= DATA =
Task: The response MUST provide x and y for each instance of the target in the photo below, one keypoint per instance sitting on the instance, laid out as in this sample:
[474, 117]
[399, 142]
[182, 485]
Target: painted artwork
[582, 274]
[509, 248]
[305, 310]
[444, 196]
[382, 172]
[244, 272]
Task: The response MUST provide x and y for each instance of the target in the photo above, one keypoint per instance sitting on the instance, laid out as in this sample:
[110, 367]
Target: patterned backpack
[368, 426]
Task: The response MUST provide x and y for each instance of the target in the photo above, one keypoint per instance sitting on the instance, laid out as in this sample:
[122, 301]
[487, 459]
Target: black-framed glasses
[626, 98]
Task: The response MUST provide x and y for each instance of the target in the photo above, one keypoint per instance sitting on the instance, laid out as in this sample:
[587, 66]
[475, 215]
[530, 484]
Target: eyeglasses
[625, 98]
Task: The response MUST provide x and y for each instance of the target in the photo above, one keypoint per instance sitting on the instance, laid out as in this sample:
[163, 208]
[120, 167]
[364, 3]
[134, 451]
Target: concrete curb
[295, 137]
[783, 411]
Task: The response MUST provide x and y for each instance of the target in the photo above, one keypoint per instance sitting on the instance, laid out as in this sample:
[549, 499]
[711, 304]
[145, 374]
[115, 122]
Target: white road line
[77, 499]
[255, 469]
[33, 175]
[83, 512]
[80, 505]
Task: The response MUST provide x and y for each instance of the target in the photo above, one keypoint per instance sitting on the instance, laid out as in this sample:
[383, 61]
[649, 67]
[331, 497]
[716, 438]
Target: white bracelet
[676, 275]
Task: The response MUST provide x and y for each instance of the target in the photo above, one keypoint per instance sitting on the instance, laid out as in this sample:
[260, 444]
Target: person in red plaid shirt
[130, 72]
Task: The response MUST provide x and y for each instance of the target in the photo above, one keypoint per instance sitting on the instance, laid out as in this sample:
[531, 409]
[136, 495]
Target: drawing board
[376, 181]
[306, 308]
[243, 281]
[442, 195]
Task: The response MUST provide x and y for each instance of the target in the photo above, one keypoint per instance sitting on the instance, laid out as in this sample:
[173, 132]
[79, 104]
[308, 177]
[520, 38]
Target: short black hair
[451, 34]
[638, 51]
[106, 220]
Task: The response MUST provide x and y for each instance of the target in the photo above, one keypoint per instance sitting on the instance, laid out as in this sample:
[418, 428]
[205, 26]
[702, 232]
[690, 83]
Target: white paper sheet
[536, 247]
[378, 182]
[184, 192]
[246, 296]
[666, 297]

= WHAT TO DO =
The whole listing above must be copied exactly.

= RESULT FOR THIS TASK =
Task: The response MUST provide x and y for each instance of the target in the photo below, one keypoint per instance sitting on the instance, laid out as in this sample:
[474, 117]
[399, 142]
[182, 485]
Target: painted artwork
[582, 274]
[509, 248]
[305, 310]
[444, 196]
[382, 172]
[244, 272]
Task: The response MUST provide x and y for each instance of the target in the photo above, one keypoint per instance sitting on the instance, laid out as in this sample:
[110, 367]
Target: patterned backpack
[368, 426]
Task: The response MUST provide x and y for each instance of the target in the photo above, one keypoint per instance sitting on the instance, laid out as in this sample:
[122, 301]
[487, 459]
Target: black-framed glasses
[626, 98]
Task: The response MUST provide x and y for each instance of the target in the photo above, one keypoint per instance sitting on the instance, laid out as in this sample:
[587, 66]
[475, 215]
[530, 484]
Target: eyeglasses
[625, 98]
Task: The response MUST provide x and y for each instance of the target in the photo above, one keypoint per instance sitting on the instance, laid out as in this sample:
[163, 208]
[120, 167]
[364, 3]
[134, 451]
Target: concrete curb
[295, 137]
[783, 411]
Task: The response MUST provide x and y for each instance of the target in the photo above, one keypoint per instance sitting on the instance, laid out as in this sample:
[549, 499]
[711, 304]
[145, 374]
[115, 122]
Target: white road line
[77, 499]
[255, 469]
[33, 175]
[83, 512]
[80, 505]
Task: The response MUST provide x and y for each instance of the target in the photo above, one keypoint per instance sitting on the instance, laid out as in this sample:
[383, 61]
[649, 67]
[331, 497]
[716, 438]
Target: white bracelet
[676, 275]
Task: The response MUST provide x and y for each instance of the target in the photo above, one keypoint per instance sitting on the instance, laid out as in this sample:
[260, 444]
Target: person in red plaid shirt
[130, 72]
Task: The response MUST provide x and y for each instance of the target in the photo above, one keypoint per instance sitting on the instance, laid out as in this sample:
[531, 409]
[136, 495]
Target: drawing board
[376, 181]
[306, 308]
[243, 281]
[442, 195]
Task: The response MUST provide x and y for each instance of the target in the photo above, one keypoint per instance sitting on the instance, laid out as in this sample:
[173, 132]
[79, 104]
[308, 177]
[520, 38]
Target: short black hair
[451, 34]
[638, 51]
[106, 220]
Task: The response MUST provide x and y for each instance of the target in the photo above, one keypoint per instance sitting on the instance, laid out as in this sample:
[418, 428]
[205, 26]
[702, 232]
[690, 83]
Target: white paper sheet
[536, 247]
[378, 182]
[184, 192]
[246, 296]
[666, 297]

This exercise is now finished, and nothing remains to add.